_Instruction_:
Answer these questions from the text below about the power output models.
(a) How many neurons does the dense layer in the CNN model have?
(b) Which kernel sizes are used in the grid search for the real-time CNN model?
(c) For how many epochs must the validation loss stop improving before early stopping ends training?

_Document section_:
○ ○ ○

In the CNN model, following the convolutional and pooling layers, a flattening layer, a dense layer with 64 neurons, and a final output layer were also added. In the FC model, after the fully connected layers, a final output layer was added.

Additionally, for both the real-time FC and CNN models, only current features were inputted (i.e. no sliding window) for simplicity and because the current power output is primarily dependent on immediate features. As such, the kernel sizes of 3, 5, and 7 in the grid search for the 15-minute and 30-minute CNN models are too large; kernel sizes of 1, 2, and 3 are utilized for the grid search on the real-time CNN model.

For all models, an early stopping program, which stopped training when the validation loss stopped improving for 15 epochs and restored the past weights that produced the lowest loss, was utilized to prevent overfitting.

Results

The three metrics used to measure the performance of the models were mean absolute error (MAE), mean squared error (MSE), and the coefficient of determination (r2). MAE measures the average of the absolute error of the model, MSE measures the average of the squares of the model error, increasing the impact of large errors, and r2 measures the percentage of the variance in the total power output that is explained by the model. The formulas for each metric are listed below.

○ ○ ○

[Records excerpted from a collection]
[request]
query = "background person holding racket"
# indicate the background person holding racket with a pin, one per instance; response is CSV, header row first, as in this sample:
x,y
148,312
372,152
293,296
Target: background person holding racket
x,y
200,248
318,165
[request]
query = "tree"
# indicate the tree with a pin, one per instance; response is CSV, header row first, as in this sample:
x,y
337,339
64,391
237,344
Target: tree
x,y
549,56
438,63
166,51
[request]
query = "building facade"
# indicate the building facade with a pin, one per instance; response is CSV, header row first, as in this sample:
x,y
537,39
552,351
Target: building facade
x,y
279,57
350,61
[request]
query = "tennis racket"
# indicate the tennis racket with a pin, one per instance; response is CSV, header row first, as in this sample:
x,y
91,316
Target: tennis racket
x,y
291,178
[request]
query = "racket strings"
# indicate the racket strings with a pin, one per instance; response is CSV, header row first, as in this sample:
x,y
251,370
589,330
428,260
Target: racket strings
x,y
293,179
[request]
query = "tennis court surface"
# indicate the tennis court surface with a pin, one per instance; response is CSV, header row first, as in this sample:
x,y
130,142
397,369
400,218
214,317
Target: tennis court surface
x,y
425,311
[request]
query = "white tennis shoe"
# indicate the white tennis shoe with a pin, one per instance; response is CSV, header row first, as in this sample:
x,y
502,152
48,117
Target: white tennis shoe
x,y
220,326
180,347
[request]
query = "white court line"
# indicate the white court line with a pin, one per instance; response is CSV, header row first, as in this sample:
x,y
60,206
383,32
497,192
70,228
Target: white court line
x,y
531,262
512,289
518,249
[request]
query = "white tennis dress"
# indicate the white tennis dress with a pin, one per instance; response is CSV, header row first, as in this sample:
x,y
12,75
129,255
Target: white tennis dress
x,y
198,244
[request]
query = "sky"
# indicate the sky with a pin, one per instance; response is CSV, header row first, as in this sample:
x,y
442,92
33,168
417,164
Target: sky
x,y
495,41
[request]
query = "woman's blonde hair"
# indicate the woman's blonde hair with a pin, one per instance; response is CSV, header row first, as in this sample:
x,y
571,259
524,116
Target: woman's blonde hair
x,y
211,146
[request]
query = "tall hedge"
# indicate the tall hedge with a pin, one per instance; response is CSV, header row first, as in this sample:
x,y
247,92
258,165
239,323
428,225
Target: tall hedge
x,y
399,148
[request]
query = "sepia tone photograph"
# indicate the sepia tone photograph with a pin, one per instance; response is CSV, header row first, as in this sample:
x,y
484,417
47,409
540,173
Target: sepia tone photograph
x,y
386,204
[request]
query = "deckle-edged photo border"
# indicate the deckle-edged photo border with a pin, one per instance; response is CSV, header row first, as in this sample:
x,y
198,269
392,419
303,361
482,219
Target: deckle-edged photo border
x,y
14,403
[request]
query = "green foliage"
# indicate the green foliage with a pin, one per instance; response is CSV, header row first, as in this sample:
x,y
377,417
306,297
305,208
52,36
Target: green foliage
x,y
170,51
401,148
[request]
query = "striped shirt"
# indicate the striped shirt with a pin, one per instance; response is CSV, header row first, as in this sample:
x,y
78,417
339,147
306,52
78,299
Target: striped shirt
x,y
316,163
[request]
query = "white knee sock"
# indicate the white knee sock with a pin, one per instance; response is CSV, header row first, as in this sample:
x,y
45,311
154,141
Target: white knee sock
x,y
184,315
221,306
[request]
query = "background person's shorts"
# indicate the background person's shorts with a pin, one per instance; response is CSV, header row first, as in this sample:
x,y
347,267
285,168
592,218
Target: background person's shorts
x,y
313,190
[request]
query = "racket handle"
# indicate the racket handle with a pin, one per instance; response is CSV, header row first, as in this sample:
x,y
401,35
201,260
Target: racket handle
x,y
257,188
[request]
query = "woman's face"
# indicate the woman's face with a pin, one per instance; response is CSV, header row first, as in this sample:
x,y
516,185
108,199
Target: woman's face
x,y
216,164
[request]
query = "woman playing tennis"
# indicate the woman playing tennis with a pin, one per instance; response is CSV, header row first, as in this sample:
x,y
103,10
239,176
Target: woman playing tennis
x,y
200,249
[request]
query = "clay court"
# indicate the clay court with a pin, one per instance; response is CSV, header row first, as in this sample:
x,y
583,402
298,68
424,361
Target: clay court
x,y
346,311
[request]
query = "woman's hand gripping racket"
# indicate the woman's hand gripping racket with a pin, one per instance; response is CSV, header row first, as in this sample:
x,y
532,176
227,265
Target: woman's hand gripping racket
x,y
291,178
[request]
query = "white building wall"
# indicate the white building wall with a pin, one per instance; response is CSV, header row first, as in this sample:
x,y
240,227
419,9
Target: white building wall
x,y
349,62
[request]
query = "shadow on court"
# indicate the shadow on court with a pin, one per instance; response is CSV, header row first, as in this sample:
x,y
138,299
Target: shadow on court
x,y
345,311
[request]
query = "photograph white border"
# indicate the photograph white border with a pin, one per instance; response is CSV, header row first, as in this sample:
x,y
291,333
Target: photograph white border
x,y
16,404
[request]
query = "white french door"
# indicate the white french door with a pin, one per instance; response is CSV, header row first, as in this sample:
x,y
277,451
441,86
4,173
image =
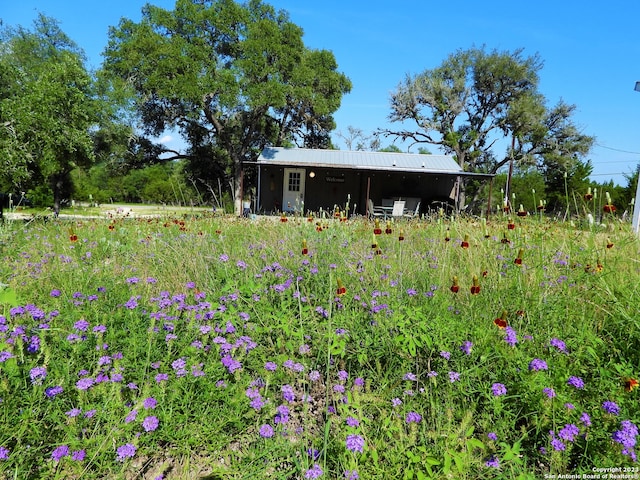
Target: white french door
x,y
293,190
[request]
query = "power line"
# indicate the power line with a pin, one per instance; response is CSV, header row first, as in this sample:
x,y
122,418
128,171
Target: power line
x,y
616,149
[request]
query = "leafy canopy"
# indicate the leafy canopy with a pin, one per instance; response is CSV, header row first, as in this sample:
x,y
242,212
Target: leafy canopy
x,y
231,78
477,102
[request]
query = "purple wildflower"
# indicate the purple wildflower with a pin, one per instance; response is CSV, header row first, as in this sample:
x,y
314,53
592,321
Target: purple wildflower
x,y
5,355
493,462
537,364
352,422
510,336
557,444
559,344
288,394
576,382
410,377
128,450
266,431
51,392
498,389
611,407
314,472
150,423
38,374
131,416
355,443
413,417
626,437
60,452
78,455
569,432
81,325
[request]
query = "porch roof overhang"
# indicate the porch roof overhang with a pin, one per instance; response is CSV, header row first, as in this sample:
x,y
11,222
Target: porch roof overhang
x,y
364,161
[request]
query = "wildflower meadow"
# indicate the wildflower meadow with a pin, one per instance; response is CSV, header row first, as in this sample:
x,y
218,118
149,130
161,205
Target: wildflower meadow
x,y
214,347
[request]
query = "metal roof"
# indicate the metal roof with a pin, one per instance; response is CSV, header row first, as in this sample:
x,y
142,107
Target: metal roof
x,y
359,160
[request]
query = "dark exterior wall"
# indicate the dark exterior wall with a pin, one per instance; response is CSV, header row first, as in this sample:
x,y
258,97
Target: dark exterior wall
x,y
329,187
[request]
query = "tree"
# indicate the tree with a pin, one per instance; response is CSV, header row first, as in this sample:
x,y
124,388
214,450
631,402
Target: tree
x,y
355,139
230,78
477,102
47,109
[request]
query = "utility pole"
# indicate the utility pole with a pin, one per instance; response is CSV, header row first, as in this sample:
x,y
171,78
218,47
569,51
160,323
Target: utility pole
x,y
635,224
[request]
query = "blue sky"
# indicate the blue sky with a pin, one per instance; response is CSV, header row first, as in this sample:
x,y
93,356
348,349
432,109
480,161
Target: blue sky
x,y
591,53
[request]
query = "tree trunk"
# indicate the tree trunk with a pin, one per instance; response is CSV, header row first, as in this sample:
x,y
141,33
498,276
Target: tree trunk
x,y
57,192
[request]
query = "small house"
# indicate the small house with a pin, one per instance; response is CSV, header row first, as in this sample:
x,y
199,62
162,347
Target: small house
x,y
302,180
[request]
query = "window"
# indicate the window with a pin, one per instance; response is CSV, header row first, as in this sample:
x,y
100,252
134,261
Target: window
x,y
294,181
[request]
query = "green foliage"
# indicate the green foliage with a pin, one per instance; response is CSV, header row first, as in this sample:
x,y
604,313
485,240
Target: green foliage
x,y
399,361
475,101
48,109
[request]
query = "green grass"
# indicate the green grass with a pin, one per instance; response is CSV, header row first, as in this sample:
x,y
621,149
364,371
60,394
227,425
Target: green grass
x,y
188,311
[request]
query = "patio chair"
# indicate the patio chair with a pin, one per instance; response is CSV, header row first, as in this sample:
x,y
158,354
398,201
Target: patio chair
x,y
398,208
415,213
375,212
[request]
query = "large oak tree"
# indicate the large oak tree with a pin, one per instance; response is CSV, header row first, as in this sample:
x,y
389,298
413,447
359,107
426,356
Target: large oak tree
x,y
485,109
48,108
231,78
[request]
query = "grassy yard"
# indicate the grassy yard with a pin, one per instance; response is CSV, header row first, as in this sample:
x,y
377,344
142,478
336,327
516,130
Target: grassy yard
x,y
189,345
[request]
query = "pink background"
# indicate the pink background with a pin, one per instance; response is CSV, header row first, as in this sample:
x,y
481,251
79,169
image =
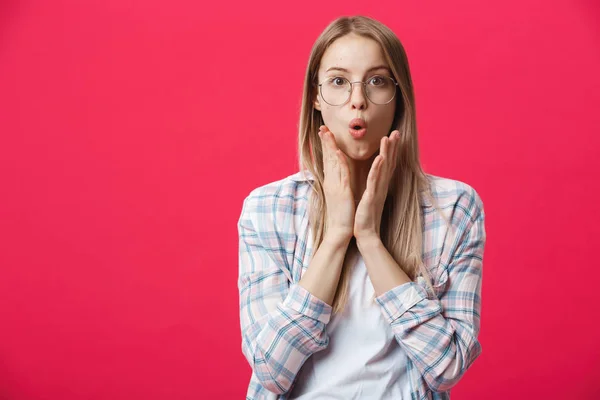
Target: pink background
x,y
131,131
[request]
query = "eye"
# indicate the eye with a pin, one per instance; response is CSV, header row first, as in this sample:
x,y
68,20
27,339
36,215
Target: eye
x,y
337,81
377,81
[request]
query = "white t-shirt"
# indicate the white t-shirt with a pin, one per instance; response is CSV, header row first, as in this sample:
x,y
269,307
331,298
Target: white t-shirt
x,y
363,359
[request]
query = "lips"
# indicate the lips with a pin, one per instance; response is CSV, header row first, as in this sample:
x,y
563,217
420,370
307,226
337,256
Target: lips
x,y
357,124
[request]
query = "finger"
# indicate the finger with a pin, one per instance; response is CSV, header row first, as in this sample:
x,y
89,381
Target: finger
x,y
372,177
330,156
344,169
325,153
396,148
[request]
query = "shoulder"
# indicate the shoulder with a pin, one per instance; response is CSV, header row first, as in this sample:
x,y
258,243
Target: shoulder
x,y
457,200
287,196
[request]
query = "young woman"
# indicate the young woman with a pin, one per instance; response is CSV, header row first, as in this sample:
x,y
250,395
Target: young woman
x,y
360,275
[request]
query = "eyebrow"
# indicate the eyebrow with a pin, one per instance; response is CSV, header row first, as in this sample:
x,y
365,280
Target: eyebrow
x,y
369,70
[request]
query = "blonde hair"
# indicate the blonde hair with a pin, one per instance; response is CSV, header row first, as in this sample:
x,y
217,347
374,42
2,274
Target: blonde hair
x,y
401,225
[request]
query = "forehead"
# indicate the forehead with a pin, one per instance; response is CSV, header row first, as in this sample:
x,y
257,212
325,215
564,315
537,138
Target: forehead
x,y
353,52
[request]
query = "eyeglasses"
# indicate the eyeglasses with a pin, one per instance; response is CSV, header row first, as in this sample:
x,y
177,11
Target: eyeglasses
x,y
379,89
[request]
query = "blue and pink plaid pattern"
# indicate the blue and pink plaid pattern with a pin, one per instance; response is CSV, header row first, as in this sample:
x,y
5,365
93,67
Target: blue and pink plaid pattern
x,y
282,324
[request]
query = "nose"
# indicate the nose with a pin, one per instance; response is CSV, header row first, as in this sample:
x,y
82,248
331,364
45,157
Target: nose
x,y
358,100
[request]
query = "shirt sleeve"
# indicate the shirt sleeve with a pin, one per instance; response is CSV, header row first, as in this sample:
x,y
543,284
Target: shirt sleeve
x,y
282,324
440,335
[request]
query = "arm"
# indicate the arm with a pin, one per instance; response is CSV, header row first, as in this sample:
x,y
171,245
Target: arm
x,y
439,336
282,324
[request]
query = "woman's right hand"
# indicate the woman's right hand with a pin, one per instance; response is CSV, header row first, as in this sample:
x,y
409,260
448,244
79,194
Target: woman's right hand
x,y
339,223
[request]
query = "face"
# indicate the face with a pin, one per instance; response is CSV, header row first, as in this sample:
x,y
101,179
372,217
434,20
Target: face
x,y
355,57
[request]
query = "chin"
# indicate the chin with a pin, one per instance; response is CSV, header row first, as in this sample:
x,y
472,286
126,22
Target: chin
x,y
361,154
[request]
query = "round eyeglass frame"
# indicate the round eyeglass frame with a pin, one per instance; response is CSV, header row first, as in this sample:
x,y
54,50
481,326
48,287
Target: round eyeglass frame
x,y
320,85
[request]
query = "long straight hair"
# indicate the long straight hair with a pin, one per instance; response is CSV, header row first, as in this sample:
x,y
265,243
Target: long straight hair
x,y
402,222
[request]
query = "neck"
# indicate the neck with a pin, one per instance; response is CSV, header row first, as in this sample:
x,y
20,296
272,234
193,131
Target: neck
x,y
359,171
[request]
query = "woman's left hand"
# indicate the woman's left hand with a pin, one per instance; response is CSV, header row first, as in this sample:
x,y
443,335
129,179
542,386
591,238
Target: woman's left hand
x,y
367,221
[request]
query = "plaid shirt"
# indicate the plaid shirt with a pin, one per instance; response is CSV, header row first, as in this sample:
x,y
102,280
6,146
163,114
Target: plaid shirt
x,y
282,324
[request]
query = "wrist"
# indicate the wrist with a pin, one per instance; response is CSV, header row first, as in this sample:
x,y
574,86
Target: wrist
x,y
367,242
337,240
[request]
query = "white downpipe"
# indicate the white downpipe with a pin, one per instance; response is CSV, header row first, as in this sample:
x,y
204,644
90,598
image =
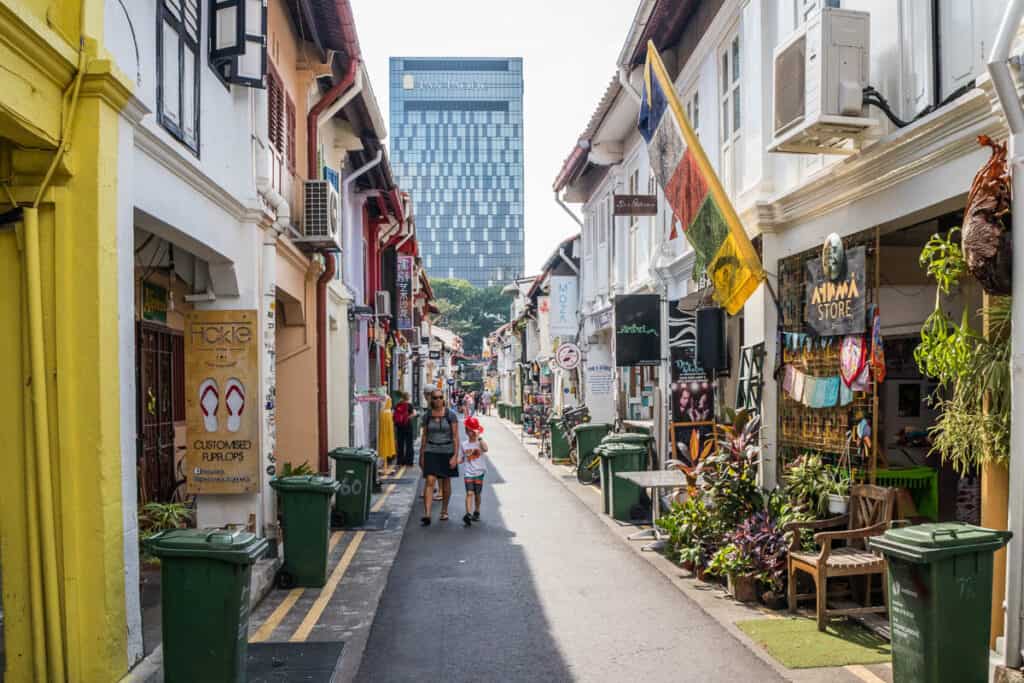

○ ○ ○

_Response_:
(a) 64
(b) 1, 2, and 3
(c) 15